## Selected excerpt
........

It has data through September of this year. How is it out of date?


----------



## timtesla

Interesting read. Seems in line with what I've seen with my own car and read on this site and other forums. There weren't many surprises to me.

Just a point about the data being "old". It isn't, but even if you choose to believe that, it still shows a trend of gradual improvement over time which we can use to predict the quality of cars coming out in the future. You can see when major things happen at Tesla and how it affects issues appearing and disappearing. Found that kind of neat.


----------



## bwilson4web

timtesla said:


> about the data being "old". It isn't, but even if you choose to believe that, it still shows a trend of gradual improvement


There was a final question asking about what is missing from the survey. It would make sense to ask "What version of software are you running?" to map the improvements.

In my case, I suggested asking how long it takes to feel in control and comfortable with the car:

Leaving the lot
First 30 days
First 90 days
Still learning (my choice)
Bob Wilson


----------



## Curt Renz

Bloomberg - today:


----------



## Carl_P

All,

Bloomberg has posted a Model 3 Survey in which they plot battery degradation. See the bottom of this page:

https://www.bloomberg.com/graphics/2019-tesla-model-3-survey/customer-service-battery.html

Result of the study: *Charging capacity declines less than 1% for every 10,000 miles of driving. *

My mid-range is at 248 miles (6% degradation) after just 11k miles. I am one of those dots at the bottom, and certainly an outlier. I wish board members would stop saying that 5% degradation in the first 10k miles is normal (I've been told this). It's not, according to this study of 5000+ batteries.


----------



## FRC

To me, the really important information on that degradation graph is how flat the degradation is beyond about 27K miles.


----------



## Ed Woodrick

The reality is that the Bloomberg study only mimics the posts here with people thinking they have degradation and don't really have any


----------



## msjulie

I figure mine is closer to 10, maybe 9% - still "normal" according to Tesla, if not thrilling... waiting on the next update to see if the calculations change at all since the energy app suggests more range than the battery icon does..


----------



## FRC

Since I rarely want to ride more than 200 miles in a single leg, I'm happy with a range greater than 200. My 100% range has fallen from 310 to 294 in 41K miles. A bit below the Bloomberg curve but not worrisome. I realize that losing 16 miles on the guess-o-meter is evidence of very little, but to suggest that degradation is 0 is truly head in the sand behavior.


----------



## garsh

Carl_P said:


> Bloomberg has posted a Model 3 Survey in which they plot battery degradation. See the bottom of this page:


But also note how many points on that graph show a capacity _*greater than 100%*_.
It makes me question the validity of simply asking users to state their level of degradation.


----------



## Carl_P

FRC said:


> Since I rarely want to ride more than 200 miles in a single leg, I'm happy with a range greater than 200. My 100% range has fallen from 310 to 294 in 41K miles. A bit below the Bloomberg curve but not worrisome. I realize that losing 16 miles on the guess-o-meter is evidence of very little, but to suggest that degradation is 0 is truly head in the sand behavior.


But you know that you paid up for the longer range, right?


----------



## Carl_P

garsh said:


> But also note how many points on that graph show a capacity _*greater than 100%*_.
> It makes me question the validity of simply asking users to state their level of degradation.


They did not ask users to state their level of degradation. They asked for what your mileage remaining shows at a given % charged. They then plotted this on top of what you answered for your odometer.


----------

........

## Requirements
Revise the stretch of the battery degradation thread from "Result of the" through "of 5000+ batteries.", replacing "board members" with "forum members".

........

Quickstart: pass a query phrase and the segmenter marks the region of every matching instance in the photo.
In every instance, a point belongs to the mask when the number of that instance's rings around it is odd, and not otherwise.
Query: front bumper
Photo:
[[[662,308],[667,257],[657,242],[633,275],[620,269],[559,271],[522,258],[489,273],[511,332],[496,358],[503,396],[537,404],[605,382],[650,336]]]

........

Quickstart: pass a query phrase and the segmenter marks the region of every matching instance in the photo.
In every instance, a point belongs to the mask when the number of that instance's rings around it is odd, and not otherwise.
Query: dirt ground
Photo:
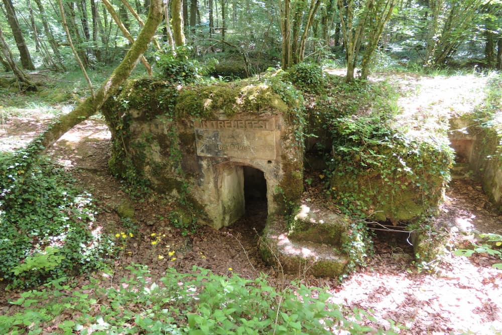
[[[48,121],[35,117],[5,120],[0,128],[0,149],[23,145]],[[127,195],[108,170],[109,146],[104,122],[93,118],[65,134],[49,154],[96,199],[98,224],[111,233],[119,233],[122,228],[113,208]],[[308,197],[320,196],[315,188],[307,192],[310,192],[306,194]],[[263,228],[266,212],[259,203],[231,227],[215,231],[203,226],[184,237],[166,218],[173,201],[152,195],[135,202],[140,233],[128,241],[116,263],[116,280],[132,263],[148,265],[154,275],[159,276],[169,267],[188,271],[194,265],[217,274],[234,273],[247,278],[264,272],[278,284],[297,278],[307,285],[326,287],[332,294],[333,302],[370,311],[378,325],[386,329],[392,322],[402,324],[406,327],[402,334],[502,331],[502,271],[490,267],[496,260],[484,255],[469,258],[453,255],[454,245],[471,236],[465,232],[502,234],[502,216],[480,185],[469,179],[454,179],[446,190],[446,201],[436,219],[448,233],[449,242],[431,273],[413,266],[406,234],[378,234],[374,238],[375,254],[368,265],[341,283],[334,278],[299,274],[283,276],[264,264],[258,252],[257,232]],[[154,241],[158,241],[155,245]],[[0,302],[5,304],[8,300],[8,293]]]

........

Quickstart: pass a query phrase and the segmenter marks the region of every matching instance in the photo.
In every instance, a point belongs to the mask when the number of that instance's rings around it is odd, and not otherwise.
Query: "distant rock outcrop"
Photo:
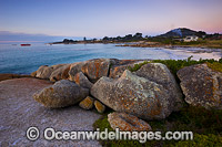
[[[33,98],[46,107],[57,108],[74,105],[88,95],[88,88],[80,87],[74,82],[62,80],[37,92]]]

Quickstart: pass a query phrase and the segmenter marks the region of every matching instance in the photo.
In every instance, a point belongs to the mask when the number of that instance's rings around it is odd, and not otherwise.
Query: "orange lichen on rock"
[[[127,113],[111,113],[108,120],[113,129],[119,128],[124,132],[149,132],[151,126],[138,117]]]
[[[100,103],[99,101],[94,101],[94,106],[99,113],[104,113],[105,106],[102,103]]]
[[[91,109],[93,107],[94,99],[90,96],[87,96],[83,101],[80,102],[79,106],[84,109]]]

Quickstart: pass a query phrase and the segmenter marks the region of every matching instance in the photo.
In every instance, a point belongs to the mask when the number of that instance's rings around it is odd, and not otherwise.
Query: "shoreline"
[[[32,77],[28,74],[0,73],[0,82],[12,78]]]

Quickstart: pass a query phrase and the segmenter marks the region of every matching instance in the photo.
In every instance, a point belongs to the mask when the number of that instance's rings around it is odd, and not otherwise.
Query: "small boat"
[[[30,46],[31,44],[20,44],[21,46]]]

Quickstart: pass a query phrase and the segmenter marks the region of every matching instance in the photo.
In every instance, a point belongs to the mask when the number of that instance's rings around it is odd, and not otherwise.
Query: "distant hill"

........

## Exercise solution
Result of the study: *Charging capacity declines less than 1% for every 10,000 miles of driving. *

My mid-range is at 248 miles (6% degradation) after just 11k miles. I am one of those dots at the bottom, and certainly an outlier. I wish forum members would stop saying that 5% degradation in the first 10k miles is normal (I've been told this). It's not, according to this study of 5000+ batteries.